[START]
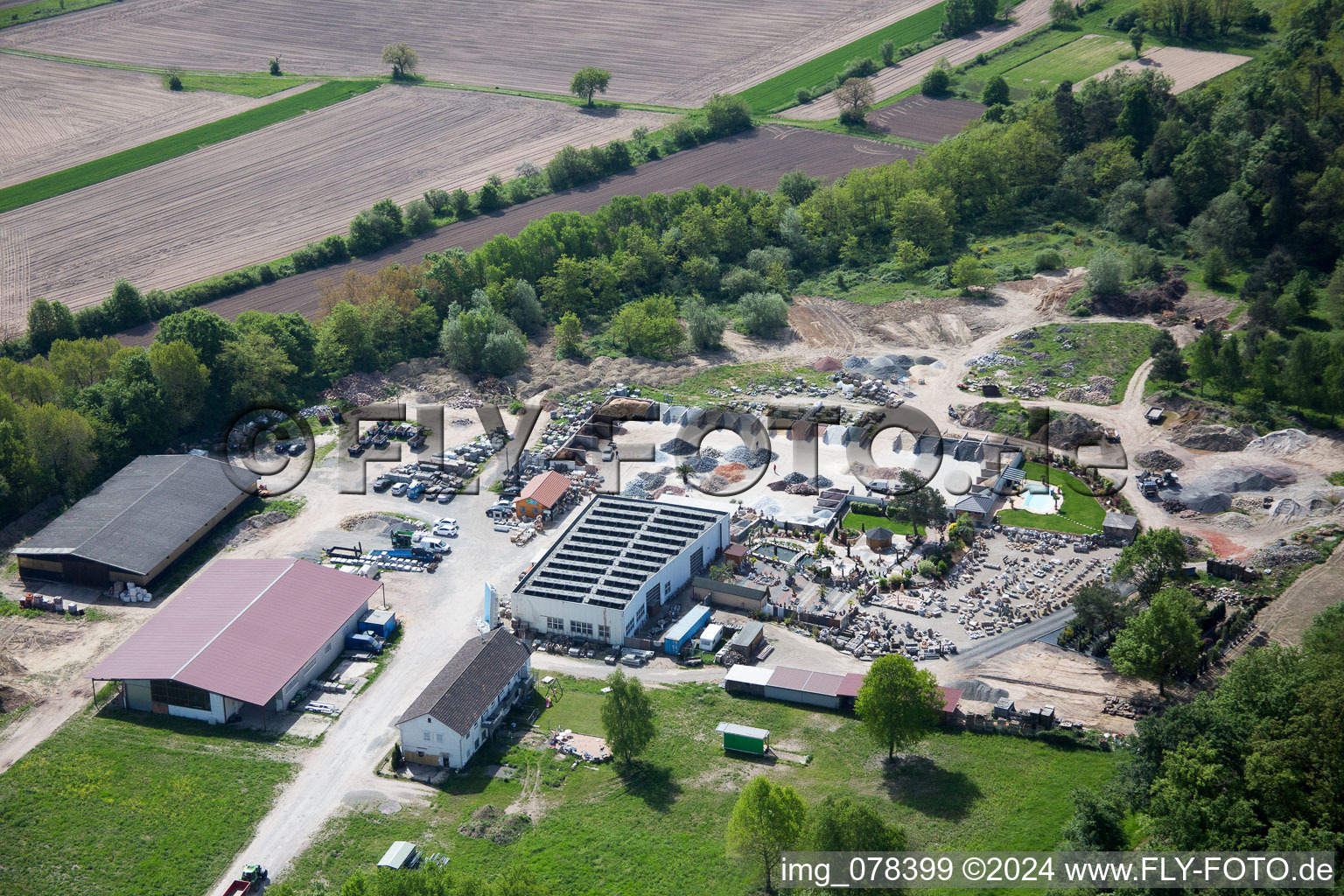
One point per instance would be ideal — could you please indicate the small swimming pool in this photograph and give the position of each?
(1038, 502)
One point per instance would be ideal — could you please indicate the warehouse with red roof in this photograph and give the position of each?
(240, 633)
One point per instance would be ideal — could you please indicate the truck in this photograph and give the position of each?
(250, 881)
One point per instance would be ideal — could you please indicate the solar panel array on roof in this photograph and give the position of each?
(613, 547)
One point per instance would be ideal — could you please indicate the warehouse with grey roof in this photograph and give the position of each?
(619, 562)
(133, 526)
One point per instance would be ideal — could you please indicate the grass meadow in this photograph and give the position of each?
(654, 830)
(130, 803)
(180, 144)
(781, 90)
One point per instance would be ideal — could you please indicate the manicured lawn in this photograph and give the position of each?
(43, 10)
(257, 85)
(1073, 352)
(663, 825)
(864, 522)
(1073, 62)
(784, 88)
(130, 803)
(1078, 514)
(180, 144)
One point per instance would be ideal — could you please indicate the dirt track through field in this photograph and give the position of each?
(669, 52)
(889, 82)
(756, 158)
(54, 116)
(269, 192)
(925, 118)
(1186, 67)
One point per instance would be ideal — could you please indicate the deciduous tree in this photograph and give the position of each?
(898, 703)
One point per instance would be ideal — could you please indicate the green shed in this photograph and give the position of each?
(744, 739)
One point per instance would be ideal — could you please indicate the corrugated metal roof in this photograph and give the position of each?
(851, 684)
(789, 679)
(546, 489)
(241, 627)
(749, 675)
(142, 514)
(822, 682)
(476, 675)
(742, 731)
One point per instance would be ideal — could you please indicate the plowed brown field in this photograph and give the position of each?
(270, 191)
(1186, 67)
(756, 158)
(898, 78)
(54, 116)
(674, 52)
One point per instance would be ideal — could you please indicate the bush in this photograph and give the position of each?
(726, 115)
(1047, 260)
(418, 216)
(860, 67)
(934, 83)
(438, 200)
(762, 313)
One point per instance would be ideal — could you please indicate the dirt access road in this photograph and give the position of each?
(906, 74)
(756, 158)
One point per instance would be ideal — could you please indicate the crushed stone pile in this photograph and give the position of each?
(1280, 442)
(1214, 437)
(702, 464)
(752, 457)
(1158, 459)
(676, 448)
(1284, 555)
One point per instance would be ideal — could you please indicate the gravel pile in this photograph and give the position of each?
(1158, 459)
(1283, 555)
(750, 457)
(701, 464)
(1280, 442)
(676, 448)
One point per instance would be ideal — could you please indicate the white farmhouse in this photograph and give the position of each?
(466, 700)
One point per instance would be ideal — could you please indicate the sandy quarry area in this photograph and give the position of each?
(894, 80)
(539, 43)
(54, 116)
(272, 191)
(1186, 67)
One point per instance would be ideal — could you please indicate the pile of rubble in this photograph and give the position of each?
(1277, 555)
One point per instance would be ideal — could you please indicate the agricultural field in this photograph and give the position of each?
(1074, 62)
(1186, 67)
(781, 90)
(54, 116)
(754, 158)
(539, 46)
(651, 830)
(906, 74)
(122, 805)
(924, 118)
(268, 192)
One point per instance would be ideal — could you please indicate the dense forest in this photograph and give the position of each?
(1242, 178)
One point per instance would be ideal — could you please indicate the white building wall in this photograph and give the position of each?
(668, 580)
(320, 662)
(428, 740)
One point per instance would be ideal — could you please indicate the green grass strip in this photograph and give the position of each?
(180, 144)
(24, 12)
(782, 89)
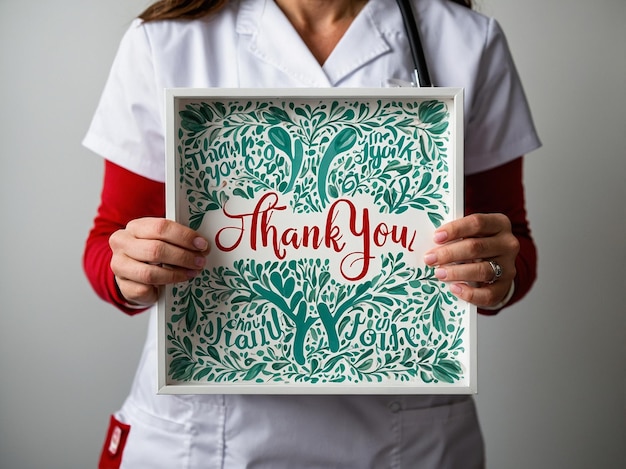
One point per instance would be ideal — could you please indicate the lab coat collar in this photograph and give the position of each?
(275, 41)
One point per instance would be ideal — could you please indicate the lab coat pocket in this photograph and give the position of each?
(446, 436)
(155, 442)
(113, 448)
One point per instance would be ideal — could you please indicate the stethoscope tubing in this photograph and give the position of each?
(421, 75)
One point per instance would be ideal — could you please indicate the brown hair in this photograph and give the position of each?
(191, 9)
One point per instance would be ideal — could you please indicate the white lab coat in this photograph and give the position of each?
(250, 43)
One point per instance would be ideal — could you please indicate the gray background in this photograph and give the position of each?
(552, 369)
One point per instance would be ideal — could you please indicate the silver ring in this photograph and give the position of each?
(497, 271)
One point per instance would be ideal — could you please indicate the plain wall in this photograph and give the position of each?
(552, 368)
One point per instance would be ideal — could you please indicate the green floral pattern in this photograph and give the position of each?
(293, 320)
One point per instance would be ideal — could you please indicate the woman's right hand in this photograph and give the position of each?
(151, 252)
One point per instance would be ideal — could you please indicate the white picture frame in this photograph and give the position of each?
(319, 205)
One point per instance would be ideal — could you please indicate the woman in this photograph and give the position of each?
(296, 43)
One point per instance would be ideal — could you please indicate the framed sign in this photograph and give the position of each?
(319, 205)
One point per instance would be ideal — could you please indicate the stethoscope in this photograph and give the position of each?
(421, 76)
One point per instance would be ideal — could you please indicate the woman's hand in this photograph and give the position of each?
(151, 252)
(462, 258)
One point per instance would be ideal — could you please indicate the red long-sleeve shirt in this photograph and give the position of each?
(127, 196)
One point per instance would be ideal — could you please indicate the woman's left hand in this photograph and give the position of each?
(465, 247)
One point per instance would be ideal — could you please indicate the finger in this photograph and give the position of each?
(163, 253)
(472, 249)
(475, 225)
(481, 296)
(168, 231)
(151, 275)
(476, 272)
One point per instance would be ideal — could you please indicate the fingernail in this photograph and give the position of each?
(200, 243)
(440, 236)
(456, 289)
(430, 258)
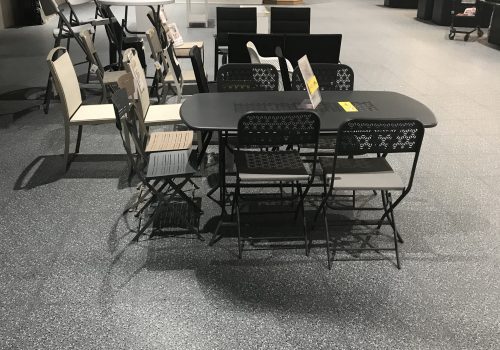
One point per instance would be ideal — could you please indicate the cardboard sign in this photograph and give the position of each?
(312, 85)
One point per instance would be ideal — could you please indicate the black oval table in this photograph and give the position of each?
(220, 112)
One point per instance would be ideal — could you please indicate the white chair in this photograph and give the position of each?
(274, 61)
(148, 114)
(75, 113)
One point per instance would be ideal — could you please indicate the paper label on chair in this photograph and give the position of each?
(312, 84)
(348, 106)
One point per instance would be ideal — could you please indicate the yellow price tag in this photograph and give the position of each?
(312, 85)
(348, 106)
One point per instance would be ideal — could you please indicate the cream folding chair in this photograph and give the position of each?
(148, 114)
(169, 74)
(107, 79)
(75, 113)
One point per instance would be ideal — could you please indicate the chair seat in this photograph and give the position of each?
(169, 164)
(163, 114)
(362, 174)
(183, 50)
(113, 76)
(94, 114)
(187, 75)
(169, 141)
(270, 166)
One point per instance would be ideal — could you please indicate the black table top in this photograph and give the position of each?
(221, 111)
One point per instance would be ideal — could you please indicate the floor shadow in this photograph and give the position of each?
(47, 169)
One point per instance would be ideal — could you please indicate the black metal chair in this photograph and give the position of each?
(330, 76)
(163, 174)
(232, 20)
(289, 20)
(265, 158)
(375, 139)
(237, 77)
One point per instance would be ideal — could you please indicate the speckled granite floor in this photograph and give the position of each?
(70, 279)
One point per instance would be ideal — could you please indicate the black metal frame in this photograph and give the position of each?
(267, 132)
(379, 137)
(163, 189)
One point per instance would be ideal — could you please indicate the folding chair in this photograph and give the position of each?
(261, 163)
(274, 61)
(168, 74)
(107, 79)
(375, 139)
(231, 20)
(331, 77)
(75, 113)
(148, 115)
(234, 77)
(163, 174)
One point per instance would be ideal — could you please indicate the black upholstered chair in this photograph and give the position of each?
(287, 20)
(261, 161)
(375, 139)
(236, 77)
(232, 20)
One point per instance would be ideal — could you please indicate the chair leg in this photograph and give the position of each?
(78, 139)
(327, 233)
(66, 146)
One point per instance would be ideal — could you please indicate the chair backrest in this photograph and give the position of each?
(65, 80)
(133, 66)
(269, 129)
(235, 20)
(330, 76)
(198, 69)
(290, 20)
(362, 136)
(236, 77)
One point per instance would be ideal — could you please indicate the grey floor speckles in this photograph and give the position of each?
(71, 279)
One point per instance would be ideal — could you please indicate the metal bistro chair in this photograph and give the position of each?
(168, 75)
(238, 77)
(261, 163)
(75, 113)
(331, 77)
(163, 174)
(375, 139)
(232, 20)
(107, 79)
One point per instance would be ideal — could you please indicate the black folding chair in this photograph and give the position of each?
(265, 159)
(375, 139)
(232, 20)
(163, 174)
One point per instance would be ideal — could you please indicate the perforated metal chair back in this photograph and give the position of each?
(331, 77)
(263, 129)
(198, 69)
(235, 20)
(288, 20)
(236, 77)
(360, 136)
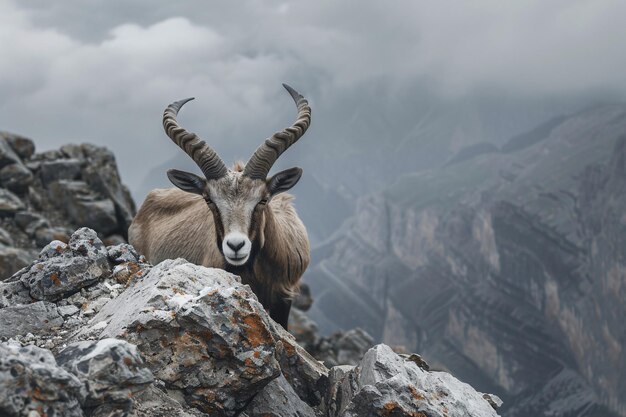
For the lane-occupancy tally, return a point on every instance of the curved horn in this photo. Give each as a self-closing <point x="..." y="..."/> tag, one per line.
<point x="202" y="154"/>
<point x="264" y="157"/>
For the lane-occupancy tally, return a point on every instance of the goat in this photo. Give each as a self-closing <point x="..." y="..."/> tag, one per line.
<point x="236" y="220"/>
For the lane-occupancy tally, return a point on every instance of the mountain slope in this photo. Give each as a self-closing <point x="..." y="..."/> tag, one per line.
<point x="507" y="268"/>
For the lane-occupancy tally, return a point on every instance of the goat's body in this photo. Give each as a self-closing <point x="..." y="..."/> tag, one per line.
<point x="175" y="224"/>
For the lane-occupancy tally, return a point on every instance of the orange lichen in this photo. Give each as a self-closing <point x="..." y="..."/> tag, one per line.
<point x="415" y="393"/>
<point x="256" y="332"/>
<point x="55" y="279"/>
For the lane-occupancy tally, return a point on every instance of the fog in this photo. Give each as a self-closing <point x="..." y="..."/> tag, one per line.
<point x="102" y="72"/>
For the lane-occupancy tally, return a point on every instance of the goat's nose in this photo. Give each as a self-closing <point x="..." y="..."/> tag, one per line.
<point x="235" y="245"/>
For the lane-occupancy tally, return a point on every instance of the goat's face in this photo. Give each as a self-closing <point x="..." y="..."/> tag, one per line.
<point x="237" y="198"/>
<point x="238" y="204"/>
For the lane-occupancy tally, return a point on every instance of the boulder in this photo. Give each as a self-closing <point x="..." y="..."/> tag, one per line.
[END]
=== Problem requirements ===
Substitute "count" for "tally" in the lines from the one containing "of the orange" through the end of the rows, both ends included, and write out only those lines with nothing else changed.

=== Answer in full ===
For the lane-occupancy count, return a point on every instance of the orange lichen in this photo. Give each as a self-closing <point x="..." y="..."/> tag, one per line.
<point x="415" y="393"/>
<point x="256" y="332"/>
<point x="55" y="279"/>
For the lane-occupancy count, return a point on every instance of the fog in this photo. Give each as a self-closing <point x="..." y="..."/> tag, one per line.
<point x="102" y="72"/>
For the lane-occupancy count, return a point on every instance of the goat's nose in this photo. Give each as a self-closing <point x="..." y="..."/> tag, one per line.
<point x="235" y="245"/>
For the lane-occupancy count, return a point on every instance of the goat's face in this photo. Give each as a self-closing <point x="..." y="..."/> tag, one per line.
<point x="237" y="198"/>
<point x="238" y="204"/>
For the lane-occupancy count, return a point on every instance of the boulder in this photo. Give each as a self-closing <point x="..." y="..."/> tag, one per line.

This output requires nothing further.